Rescale the listing below by writing out every line again, requests included, with each coordinate in the answers multiplied by 0.25 and rounded to the nearest whole number, halves going up.

========

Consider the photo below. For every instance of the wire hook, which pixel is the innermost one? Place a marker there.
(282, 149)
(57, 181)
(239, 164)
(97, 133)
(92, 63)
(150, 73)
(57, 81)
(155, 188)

========

Completed task:
Consider the photo below. For every instance of the wire hook, which pixel is the innermost one? Place a marker there.
(71, 37)
(14, 45)
(60, 41)
(24, 33)
(23, 16)
(38, 18)
(14, 20)
(39, 47)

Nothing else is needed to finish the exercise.